[Набор заданий]
a - Выпишите из отрывка о женском желании и наслаждении все слова и выражения, которые заключены в нём в кавычки-ёлочки.
b - Подсчитайте, в скольких строках листинга встречается строка «this», учитывая регистр букв. В ответе укажите только число.

[Фрагмент документа]
Чтобы попытаться ответить на этот вопрос важно учитывать различие понятий «желание» и «наслаждение» в постлакановском феминистском психоанализе, в котором решающим является различие между 1) структурой женского желания – как структурой женской субъективности (и женской истерии), определяемой в терминах традиционного патриархатного дискурса и культуры, то есть в терминах и через опосредующую фигуру Другого, и 2) структурой женского наслаждения/jouissanсе féminine – как структурой женской субъективности «по ту сторону», по словам Лакана, фаллического желания и фаллического наслаждения.
Феминистский теоретик Элен Сиксу объясняет феномен jouissanсе feminine следующим образом: поскольку женское тело является одновременно потребляемым и отвергаемым патриархатным обществом, единственным способом заставить его быть осведомленным о чувствах женщины становятся исключительно её телесные действия («симптомы говорят вместо неё»). При этом сила женского телесного репрезентативного усилия должна превышать по интенсивности действие направленных против неё репрессивных механизмов, реализуя альтернативную по отношению к традиционным социальным нормам женскую продуктивность. Поэтому истерия, по словам Сиксу, – это всегда эксцессивное (женское) действие. В понятие женского наслаждения, таким образом, входит понятие насилия потому, что истеричка не соглашается на компромисс, продолжая желать свое желание. В этом контексте истерическое женское желание и начинает функционировать как jouissance féminine, которое невозможно блокировать или вписать в завершенную форму женской субъективности, определяемую патриархатным Другим – оно всегда с невероятной интенсивностью будет сопротивляться этому.

[Записи данных]
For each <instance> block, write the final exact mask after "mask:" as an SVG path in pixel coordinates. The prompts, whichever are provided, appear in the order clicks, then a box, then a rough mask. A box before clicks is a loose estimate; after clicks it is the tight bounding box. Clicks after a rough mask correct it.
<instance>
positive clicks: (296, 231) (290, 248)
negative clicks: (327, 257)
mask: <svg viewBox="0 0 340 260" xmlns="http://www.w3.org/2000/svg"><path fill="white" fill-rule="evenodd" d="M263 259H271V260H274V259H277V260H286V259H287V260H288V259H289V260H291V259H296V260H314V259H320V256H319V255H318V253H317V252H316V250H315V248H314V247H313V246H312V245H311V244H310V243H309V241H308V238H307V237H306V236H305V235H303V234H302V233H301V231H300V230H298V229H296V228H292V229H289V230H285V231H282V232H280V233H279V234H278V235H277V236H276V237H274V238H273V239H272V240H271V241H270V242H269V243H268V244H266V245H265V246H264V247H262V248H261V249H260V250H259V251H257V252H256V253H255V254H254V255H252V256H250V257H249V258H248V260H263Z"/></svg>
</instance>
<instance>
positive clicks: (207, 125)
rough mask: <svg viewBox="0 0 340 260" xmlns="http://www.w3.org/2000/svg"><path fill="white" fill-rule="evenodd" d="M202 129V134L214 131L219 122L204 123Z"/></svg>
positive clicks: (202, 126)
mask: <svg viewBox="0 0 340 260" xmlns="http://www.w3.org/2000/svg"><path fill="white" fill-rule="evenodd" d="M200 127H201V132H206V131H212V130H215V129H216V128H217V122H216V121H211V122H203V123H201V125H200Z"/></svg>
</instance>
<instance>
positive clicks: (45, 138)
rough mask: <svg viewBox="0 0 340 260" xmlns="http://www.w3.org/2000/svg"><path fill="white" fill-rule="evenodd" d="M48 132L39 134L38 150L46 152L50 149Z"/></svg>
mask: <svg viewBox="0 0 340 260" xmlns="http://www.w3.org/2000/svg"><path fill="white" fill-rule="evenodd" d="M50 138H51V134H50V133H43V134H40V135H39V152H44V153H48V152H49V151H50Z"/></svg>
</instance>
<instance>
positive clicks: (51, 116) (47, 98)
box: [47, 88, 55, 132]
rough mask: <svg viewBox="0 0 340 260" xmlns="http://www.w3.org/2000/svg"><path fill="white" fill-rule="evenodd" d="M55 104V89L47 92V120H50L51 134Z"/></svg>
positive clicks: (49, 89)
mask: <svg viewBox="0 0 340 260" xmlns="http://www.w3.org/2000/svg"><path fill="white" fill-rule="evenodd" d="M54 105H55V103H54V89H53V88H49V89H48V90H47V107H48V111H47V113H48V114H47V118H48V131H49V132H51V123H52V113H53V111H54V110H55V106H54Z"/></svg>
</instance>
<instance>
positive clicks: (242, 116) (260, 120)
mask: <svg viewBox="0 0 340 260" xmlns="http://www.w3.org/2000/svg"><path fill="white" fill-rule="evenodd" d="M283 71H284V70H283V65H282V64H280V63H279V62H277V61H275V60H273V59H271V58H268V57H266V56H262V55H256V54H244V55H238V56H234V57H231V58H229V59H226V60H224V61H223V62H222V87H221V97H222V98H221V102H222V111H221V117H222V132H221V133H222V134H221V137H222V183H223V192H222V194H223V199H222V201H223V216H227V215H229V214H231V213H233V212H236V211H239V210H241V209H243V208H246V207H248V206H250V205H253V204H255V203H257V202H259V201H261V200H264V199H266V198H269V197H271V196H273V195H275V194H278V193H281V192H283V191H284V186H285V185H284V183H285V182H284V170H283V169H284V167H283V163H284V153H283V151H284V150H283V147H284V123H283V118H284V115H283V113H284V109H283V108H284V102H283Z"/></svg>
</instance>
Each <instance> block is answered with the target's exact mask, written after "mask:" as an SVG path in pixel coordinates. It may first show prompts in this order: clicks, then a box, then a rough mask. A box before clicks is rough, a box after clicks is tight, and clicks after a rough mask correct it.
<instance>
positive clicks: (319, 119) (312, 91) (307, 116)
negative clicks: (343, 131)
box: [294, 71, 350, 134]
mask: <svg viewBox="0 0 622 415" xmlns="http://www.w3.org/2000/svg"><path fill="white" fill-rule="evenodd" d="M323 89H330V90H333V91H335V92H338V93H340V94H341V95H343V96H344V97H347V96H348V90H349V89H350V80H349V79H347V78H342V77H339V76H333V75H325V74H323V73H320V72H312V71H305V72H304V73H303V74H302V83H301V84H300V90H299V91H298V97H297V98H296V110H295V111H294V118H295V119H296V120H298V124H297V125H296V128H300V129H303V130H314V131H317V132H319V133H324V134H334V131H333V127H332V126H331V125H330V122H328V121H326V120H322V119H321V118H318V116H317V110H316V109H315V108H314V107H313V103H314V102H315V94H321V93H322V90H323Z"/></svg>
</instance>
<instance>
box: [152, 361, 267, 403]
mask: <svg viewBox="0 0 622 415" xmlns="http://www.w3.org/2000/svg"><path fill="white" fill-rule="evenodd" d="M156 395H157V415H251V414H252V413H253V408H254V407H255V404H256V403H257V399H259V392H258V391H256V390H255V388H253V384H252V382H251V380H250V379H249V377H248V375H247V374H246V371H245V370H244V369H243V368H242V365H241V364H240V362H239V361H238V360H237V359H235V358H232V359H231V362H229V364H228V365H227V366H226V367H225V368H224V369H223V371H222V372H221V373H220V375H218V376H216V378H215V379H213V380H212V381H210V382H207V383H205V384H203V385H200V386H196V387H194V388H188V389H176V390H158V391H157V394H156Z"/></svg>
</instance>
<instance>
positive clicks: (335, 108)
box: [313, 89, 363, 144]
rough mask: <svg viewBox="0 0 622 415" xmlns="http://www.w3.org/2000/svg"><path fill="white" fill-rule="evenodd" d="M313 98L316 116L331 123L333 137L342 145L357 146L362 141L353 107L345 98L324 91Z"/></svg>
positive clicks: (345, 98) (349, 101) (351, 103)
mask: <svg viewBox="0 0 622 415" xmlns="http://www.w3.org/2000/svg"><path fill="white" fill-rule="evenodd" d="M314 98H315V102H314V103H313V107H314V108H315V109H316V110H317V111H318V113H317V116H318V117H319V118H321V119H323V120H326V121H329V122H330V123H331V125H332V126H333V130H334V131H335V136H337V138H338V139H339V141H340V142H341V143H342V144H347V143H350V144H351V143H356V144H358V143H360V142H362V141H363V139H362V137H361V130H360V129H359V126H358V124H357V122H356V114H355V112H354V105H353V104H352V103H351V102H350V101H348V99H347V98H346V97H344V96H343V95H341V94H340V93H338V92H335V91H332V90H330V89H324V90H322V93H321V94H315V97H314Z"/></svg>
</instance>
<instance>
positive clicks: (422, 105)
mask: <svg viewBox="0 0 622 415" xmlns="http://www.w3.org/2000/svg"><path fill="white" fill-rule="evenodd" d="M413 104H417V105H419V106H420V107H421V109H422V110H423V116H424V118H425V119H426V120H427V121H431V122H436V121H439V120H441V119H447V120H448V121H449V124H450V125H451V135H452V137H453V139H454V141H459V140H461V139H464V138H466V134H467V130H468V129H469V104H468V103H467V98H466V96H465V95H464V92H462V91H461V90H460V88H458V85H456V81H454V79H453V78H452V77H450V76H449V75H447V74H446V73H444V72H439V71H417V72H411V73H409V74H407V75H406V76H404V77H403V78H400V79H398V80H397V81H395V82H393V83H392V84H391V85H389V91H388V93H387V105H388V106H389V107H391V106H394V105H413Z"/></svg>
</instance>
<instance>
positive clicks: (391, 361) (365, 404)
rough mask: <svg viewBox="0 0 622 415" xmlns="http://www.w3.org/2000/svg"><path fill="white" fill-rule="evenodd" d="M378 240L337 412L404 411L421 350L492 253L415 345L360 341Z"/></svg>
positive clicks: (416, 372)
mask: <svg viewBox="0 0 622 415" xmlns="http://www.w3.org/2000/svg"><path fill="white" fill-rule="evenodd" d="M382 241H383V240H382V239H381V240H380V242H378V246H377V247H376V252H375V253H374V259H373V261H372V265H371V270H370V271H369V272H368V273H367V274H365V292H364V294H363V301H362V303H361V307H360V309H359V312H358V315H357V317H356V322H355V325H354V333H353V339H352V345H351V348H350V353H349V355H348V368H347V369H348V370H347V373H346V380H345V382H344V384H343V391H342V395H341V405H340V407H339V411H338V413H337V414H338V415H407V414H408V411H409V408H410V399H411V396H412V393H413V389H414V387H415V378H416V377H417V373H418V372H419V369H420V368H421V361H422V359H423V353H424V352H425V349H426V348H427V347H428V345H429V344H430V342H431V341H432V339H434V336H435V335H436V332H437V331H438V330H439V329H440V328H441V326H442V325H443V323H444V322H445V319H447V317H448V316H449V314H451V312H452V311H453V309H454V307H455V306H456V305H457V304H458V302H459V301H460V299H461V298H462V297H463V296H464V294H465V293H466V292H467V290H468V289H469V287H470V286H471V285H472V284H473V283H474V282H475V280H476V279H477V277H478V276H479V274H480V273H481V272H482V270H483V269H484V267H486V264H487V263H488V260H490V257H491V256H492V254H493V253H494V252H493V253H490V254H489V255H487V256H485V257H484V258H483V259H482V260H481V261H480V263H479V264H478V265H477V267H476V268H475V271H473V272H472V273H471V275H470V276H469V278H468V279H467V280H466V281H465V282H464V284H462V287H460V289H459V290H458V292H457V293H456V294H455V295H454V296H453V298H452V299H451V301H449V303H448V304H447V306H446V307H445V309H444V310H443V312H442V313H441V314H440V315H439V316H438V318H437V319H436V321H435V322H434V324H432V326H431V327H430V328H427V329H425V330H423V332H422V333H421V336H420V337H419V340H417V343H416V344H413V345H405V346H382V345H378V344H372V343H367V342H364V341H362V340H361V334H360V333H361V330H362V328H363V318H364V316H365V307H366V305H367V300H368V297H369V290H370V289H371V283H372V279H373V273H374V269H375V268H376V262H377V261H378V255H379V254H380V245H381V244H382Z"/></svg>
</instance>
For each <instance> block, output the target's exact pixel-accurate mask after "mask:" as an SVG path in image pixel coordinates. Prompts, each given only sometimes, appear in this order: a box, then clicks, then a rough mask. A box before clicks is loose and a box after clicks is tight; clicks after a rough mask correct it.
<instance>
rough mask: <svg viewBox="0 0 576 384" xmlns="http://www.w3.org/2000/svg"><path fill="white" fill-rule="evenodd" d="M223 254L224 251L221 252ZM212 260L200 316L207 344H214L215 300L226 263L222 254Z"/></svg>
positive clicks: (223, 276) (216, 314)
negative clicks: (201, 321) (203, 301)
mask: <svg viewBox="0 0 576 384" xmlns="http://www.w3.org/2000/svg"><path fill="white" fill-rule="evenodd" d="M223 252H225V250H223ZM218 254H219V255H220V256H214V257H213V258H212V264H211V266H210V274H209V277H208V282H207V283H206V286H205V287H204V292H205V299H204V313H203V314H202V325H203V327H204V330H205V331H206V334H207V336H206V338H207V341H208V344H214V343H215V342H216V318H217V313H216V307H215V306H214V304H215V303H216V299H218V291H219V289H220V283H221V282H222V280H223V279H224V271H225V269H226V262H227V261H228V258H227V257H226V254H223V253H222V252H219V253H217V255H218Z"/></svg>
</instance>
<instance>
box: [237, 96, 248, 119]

[Ответы по заданиям]
a - «желание», «наслаждение», «по ту сторону», «симптомы говорят вместо неё»

b - 2